:: Entries provided ::
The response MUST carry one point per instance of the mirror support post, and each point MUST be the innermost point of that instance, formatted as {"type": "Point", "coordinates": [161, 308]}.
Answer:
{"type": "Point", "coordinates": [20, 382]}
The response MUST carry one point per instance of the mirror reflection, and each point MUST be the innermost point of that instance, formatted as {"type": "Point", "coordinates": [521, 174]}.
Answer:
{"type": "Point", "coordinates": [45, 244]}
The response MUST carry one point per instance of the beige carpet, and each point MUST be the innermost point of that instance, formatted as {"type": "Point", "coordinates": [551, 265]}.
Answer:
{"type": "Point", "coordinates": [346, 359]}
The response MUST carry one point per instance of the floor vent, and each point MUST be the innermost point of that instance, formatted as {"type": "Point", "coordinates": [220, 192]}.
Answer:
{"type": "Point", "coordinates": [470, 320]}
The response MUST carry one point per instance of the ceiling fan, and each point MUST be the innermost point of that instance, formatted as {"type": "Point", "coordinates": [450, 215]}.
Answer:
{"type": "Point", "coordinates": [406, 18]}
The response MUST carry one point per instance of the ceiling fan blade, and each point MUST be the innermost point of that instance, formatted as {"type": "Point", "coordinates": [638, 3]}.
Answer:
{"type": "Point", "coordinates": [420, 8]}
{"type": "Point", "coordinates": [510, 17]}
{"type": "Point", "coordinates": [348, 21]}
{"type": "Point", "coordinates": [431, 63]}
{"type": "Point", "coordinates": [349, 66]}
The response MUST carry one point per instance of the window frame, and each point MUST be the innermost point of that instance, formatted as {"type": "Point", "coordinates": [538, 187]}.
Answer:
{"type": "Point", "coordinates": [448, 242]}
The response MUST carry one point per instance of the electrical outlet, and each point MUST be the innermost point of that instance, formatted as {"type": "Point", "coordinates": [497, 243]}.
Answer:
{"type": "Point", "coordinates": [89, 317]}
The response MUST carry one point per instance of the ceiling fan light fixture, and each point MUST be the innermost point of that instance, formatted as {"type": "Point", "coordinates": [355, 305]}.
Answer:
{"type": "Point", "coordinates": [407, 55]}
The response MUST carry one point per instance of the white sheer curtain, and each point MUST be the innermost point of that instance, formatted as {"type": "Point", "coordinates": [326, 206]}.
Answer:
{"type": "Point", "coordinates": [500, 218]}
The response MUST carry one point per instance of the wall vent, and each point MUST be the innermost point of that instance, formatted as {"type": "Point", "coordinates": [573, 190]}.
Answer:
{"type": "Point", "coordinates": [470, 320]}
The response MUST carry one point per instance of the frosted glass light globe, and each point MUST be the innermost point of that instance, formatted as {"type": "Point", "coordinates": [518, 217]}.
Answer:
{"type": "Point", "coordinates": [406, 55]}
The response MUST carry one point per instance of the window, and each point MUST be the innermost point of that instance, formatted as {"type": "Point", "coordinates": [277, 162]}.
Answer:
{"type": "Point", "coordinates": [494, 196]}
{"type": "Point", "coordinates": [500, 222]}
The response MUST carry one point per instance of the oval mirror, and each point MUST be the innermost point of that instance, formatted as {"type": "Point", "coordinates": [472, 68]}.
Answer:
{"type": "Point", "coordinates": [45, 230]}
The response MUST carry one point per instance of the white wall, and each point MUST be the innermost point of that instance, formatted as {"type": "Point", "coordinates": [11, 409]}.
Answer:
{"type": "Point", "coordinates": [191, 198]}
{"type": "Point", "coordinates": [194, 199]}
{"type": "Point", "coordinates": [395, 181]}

:: What the task requires ::
All the records above need to be output exactly, with none omitted.

:: Response to this task ::
The response MUST carry one point per instance of the mirror support post, and each point MUST be the innermost point of that instance, formatted as {"type": "Point", "coordinates": [161, 308]}.
Answer:
{"type": "Point", "coordinates": [20, 382]}
The response MUST carry one point per instance of the mirror reflection, and each point MUST be the innermost point of that instance, formatted as {"type": "Point", "coordinates": [521, 174]}.
Answer:
{"type": "Point", "coordinates": [45, 244]}
The response MUST carry one point per instance of the beige carpet, and each point MUST be the innermost point of that instance, formatted as {"type": "Point", "coordinates": [551, 265]}.
Answer:
{"type": "Point", "coordinates": [346, 359]}
The response MUST carry one point per instance of the floor vent, and each point MUST be the innermost point of that instance, formatted as {"type": "Point", "coordinates": [220, 192]}.
Answer:
{"type": "Point", "coordinates": [470, 320]}
The response MUST carry one point per instance of the ceiling fan, and each point MUST be the innermost point of that instance, formatted as {"type": "Point", "coordinates": [450, 215]}.
Answer:
{"type": "Point", "coordinates": [406, 18]}
The response MUST carry one point per instance of the ceiling fan blade, and each point MUST be the innermost point of that instance, formatted as {"type": "Point", "coordinates": [638, 3]}.
Answer:
{"type": "Point", "coordinates": [420, 8]}
{"type": "Point", "coordinates": [510, 17]}
{"type": "Point", "coordinates": [348, 21]}
{"type": "Point", "coordinates": [431, 63]}
{"type": "Point", "coordinates": [349, 66]}
The response MUST carry one point per instance of the window frame, and each point MUST be the innermost point of that instance, formatted as {"type": "Point", "coordinates": [538, 187]}.
Answer:
{"type": "Point", "coordinates": [448, 242]}
The response MUST carry one point per instance of the electrical outlet, and each point MUST be the innermost point of that instance, formatted as {"type": "Point", "coordinates": [497, 243]}.
Answer:
{"type": "Point", "coordinates": [89, 317]}
The response MUST carry one point per instance of the ceiling fan light fixture, and each point MUST be the innermost point of that instance, formatted as {"type": "Point", "coordinates": [355, 305]}.
Answer:
{"type": "Point", "coordinates": [407, 55]}
The response MUST carry one point per instance of the white sheer curtain, and each point MUST be the innermost point of that instance, formatted as {"type": "Point", "coordinates": [326, 206]}.
Answer:
{"type": "Point", "coordinates": [500, 218]}
The response MUST carry one point per instance of the wall vent, and each point MUST be the innermost point of that instance, formatted as {"type": "Point", "coordinates": [573, 190]}.
Answer:
{"type": "Point", "coordinates": [470, 320]}
The response MUST carry one point per instance of the frosted glass light globe, and each point MUST be the innermost point of that instance, formatted as {"type": "Point", "coordinates": [518, 217]}.
Answer:
{"type": "Point", "coordinates": [406, 55]}
The response MUST carry one point per instance of the window, and each point MUST be the innermost point of that instance, formatted as {"type": "Point", "coordinates": [277, 162]}.
Answer:
{"type": "Point", "coordinates": [494, 196]}
{"type": "Point", "coordinates": [500, 222]}
The response MUST carry one point per instance of the oval mirror, and each point MUST be the innermost point of that instance, formatted as {"type": "Point", "coordinates": [472, 68]}.
Answer:
{"type": "Point", "coordinates": [45, 230]}
The response MUST carry one point per instance of the white wall, and each point MUST be the innermost point of that instance, formatted as {"type": "Point", "coordinates": [11, 409]}.
Answer:
{"type": "Point", "coordinates": [191, 198]}
{"type": "Point", "coordinates": [194, 199]}
{"type": "Point", "coordinates": [395, 181]}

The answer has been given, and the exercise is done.